**Texte source**
Toujours pudique, avec un grand sens de l’écoute, Rokhsareh Ghaem Maghami fait de vrais choix cinématographiques. Et pose une question forte liée à sa déontologie de documentariste :

« Tout au long du tournage du film, la question principale était « Quelles sont mes limites d’interventions ? ». Si j’interviens dans la vie privée de cette jeune fille, où cela s’arrêtera-t-il ? C’était vraiment l’un de mes soucis constants. Fallait-il y aller ? Ou ne pas y aller ? » Questions que la cinéaste se pose ouvertement dans le film.

Nous ne dévoilerons pas les choix pris par Rokhsareh Ghaem Maghami. Tout juste pouvons nous dire qu’en sortant de son strict rôle de réalisatrice - en apparaissant dans le champ de la caméra - Rokhsareh Ghaem Maghami devient un personnage de son film. Situation qu’elle n’avait pas prévu au départ.

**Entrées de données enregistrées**

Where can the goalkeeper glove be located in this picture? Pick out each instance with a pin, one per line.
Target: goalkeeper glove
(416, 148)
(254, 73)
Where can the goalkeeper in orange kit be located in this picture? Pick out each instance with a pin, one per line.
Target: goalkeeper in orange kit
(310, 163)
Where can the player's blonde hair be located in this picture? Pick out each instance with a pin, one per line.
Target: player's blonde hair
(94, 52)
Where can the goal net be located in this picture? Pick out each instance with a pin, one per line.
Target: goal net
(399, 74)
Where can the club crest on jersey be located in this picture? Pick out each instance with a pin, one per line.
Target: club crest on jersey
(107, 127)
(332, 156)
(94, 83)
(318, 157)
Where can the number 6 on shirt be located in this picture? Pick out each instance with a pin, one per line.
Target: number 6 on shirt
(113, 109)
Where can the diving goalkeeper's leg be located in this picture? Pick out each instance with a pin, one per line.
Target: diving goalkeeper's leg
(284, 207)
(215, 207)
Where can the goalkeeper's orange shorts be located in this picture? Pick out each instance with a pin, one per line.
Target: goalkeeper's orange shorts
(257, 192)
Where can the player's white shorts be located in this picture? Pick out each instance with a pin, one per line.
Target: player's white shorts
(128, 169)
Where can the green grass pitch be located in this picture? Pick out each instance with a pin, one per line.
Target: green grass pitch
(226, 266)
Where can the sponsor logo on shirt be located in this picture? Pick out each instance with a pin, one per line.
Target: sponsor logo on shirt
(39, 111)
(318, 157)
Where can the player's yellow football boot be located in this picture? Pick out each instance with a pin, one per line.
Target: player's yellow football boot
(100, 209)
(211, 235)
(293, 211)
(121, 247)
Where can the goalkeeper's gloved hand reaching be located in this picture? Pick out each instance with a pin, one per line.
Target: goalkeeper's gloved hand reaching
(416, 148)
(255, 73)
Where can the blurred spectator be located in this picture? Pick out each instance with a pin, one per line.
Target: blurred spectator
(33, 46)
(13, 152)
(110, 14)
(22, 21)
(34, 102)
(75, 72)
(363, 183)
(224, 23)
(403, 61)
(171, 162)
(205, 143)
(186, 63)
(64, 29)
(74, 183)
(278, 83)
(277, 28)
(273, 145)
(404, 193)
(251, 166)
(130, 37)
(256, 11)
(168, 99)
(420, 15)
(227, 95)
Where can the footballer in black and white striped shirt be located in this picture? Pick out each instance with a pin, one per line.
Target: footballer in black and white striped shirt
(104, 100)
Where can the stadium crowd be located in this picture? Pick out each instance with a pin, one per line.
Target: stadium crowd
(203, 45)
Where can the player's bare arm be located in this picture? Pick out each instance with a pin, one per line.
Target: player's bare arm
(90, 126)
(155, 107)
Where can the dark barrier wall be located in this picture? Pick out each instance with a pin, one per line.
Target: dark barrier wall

**Consigne**
Recopiez, dans le texte consacré au film de Rokhsareh Ghaem Maghami, le passage allant de « Nous ne dévoilerons » jusqu'à « prévu au départ. » inclus. Ce matériel est indépendant du texte et doit être considéré à part.

**Résultat attendu**
Nous ne dévoilerons pas les choix pris par Rokhsareh Ghaem Maghami. Tout juste pouvons nous dire qu’en sortant de son strict rôle de réalisatrice - en apparaissant dans le champ de la caméra - Rokhsareh Ghaem Maghami devient un personnage de son film. Situation qu’elle n’avait pas prévu au départ.